Entries from a data source:

+ + +

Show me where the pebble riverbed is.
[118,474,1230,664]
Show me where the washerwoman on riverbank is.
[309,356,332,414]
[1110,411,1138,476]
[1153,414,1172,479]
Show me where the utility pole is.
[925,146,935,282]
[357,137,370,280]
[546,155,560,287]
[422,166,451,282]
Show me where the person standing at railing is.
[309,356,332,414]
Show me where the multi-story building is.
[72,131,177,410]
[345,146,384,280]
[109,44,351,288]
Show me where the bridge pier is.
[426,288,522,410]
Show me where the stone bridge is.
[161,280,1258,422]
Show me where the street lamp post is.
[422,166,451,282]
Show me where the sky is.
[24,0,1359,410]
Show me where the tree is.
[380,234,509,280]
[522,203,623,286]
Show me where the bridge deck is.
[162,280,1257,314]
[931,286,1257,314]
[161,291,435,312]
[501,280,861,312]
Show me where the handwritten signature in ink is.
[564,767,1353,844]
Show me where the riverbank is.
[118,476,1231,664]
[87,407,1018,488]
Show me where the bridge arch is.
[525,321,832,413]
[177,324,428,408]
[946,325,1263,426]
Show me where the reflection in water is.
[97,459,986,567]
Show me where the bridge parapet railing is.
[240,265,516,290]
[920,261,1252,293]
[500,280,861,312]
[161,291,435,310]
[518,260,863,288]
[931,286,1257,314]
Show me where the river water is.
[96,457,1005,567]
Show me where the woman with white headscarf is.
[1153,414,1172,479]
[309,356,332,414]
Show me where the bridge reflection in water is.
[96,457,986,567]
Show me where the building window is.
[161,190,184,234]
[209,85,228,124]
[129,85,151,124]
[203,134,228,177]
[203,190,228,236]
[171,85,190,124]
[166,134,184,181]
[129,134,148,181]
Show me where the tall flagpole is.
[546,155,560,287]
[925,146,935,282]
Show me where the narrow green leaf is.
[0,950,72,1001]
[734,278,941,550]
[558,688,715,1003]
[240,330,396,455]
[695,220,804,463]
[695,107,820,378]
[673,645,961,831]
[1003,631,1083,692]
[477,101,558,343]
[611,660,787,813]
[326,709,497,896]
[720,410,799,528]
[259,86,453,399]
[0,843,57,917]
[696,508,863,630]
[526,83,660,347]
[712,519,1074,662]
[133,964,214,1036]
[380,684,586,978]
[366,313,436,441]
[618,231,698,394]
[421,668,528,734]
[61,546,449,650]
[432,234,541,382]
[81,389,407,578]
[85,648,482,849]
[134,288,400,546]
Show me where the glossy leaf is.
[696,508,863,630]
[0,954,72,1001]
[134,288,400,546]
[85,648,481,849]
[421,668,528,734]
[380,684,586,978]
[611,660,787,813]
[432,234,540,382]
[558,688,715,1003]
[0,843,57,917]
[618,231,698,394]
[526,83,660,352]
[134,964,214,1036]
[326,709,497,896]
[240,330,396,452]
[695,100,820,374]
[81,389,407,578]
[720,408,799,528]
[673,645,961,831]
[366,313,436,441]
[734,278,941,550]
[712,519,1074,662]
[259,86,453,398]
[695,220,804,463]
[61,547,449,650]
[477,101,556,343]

+ + +

## What is required
Please express every line of the entries above as a JSON list of strings, one string per line, leaving out any blank lines.

## Solution for this problem
[
  "Show me where the pebble riverbed is.",
  "[118,474,1230,664]",
  "Show me where the washerwoman on riverbank is.",
  "[309,356,332,414]",
  "[1110,411,1138,476]",
  "[1153,414,1172,479]",
  "Show me where the utility pole is.",
  "[925,146,935,282]",
  "[357,137,370,280]",
  "[546,155,560,287]",
  "[422,166,451,282]",
  "Show me where the person standing at railing is.",
  "[309,356,332,414]",
  "Show me where the multi-story building is.",
  "[72,131,177,410]",
  "[345,146,384,280]",
  "[109,44,351,288]",
  "Show me where the bridge pier is.",
  "[426,288,522,410]",
  "Show me where the stone bridge is.",
  "[161,280,1258,422]",
  "Show me where the street lamp post is.",
  "[422,166,451,282]",
  "Show me where the sky is.",
  "[24,0,1359,410]",
  "Show me where the tree is.",
  "[380,234,509,280]",
  "[522,203,623,286]",
  "Show me where the bridge deck is.",
  "[162,280,1257,314]",
  "[931,286,1257,314]",
  "[161,291,435,312]",
  "[501,280,861,312]",
  "Show me where the handwritten signature in ink is.",
  "[564,767,1353,844]",
  "Show me where the riverbank is.",
  "[118,476,1231,664]",
  "[87,407,1018,488]",
  "Show me where the bridge arch is.",
  "[525,321,832,413]",
  "[177,324,428,408]",
  "[946,325,1263,426]",
  "Show me where the reflection in water is.",
  "[97,459,986,567]",
  "Show me where the bridge parapet railing is.",
  "[240,265,516,290]",
  "[920,261,1252,293]",
  "[500,280,861,312]",
  "[161,291,435,310]",
  "[518,260,863,288]",
  "[931,286,1257,314]",
  "Show me where the river water is.",
  "[96,457,1005,567]",
  "Show me where the woman with white headscarf is.",
  "[1153,414,1172,479]",
  "[309,356,332,414]",
  "Show me where the bridge reflection in water is.",
  "[96,457,986,567]",
  "Show me where the building window is.",
  "[161,190,184,234]",
  "[209,85,228,124]",
  "[129,85,151,124]",
  "[203,134,228,177]",
  "[203,190,228,236]",
  "[171,85,190,124]",
  "[166,134,184,181]",
  "[129,134,148,181]",
  "Show me where the tall flagpole is.",
  "[546,155,560,287]",
  "[925,146,935,282]",
  "Show me where the narrow green leaf is.",
  "[0,950,72,1001]",
  "[734,278,941,550]",
  "[558,688,715,1003]",
  "[240,330,396,455]",
  "[695,220,804,463]",
  "[695,107,820,378]",
  "[673,645,961,831]",
  "[1003,631,1083,692]",
  "[477,101,558,343]",
  "[611,660,787,813]",
  "[326,709,497,896]",
  "[720,410,799,528]",
  "[259,86,453,399]",
  "[0,843,57,917]",
  "[696,508,863,630]",
  "[526,83,660,347]",
  "[712,519,1074,662]",
  "[133,964,214,1036]",
  "[380,684,586,978]",
  "[366,313,436,441]",
  "[618,231,698,394]",
  "[421,668,528,734]",
  "[61,546,449,650]",
  "[432,234,541,382]",
  "[81,389,407,578]",
  "[85,648,482,849]",
  "[134,288,400,546]",
  "Show me where the glossy leaf is.",
  "[696,508,863,630]",
  "[0,954,72,1001]",
  "[134,288,400,546]",
  "[85,648,481,849]",
  "[421,668,528,734]",
  "[380,684,586,978]",
  "[611,660,787,813]",
  "[432,234,540,382]",
  "[558,688,715,1003]",
  "[0,843,57,917]",
  "[618,231,698,394]",
  "[526,83,660,352]",
  "[134,964,214,1036]",
  "[326,709,497,896]",
  "[240,330,396,452]",
  "[695,100,820,374]",
  "[81,389,407,578]",
  "[720,408,799,528]",
  "[673,645,961,831]",
  "[366,313,436,441]",
  "[734,278,941,550]",
  "[712,519,1074,662]",
  "[259,86,453,398]",
  "[695,220,804,463]",
  "[61,547,449,650]",
  "[477,101,556,343]"
]